■ REQUIRED WORK:
Retype word for word the lines of the data below, from the first to the one bearing "114 90 L 93", with that one included.

■ THE INPUT:
====
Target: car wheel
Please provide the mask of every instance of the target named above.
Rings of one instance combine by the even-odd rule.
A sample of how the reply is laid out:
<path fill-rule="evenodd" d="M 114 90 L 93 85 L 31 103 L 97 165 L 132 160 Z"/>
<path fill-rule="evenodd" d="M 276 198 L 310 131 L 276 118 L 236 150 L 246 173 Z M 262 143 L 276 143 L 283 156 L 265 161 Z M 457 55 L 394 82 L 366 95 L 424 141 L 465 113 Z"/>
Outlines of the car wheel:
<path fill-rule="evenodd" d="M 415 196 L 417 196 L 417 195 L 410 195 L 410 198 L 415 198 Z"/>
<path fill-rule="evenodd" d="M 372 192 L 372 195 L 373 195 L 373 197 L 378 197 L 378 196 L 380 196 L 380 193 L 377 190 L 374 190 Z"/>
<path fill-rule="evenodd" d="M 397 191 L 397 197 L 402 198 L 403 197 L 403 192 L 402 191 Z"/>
====
■ YOUR RESPONSE:
Target: car wheel
Please provide the mask of every instance of the target named above.
Rings of one instance combine by the even-odd rule.
A sample of how the reply is laid out:
<path fill-rule="evenodd" d="M 114 90 L 93 85 L 31 103 L 97 165 L 132 160 Z"/>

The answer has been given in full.